- AVAILABLE DATA:
----------------------------------------
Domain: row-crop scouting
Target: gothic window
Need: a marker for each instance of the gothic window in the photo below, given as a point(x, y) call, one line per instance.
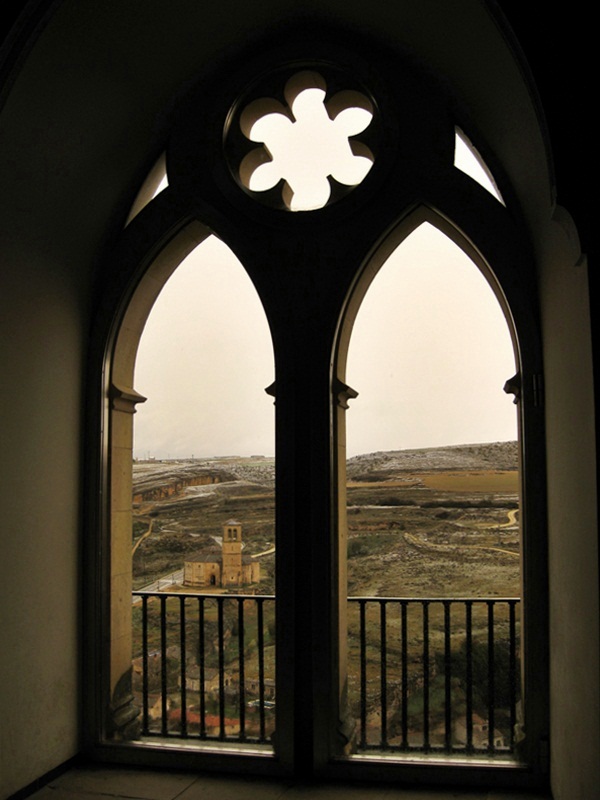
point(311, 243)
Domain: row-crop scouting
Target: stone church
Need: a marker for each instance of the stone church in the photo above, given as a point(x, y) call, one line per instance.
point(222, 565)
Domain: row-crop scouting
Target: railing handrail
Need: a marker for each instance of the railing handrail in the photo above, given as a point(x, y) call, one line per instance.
----------------------------------------
- INSTRUCTIONS FOR THE TASK: Quote the data word for word from its first line through the line containing "point(222, 565)", both ends included, and omit the pictures.

- TASK ANSWER:
Domain: row-crop scouting
Target: gothic window
Need: a marker for each instance of the gothic window in the photo below, given as a point(x, y) call, one line per instance.
point(311, 243)
Domain: row-crop scouting
Target: stone church
Need: a marker for each instance of the stone church in the photo above, given as a point(x, y) call, one line per instance.
point(222, 565)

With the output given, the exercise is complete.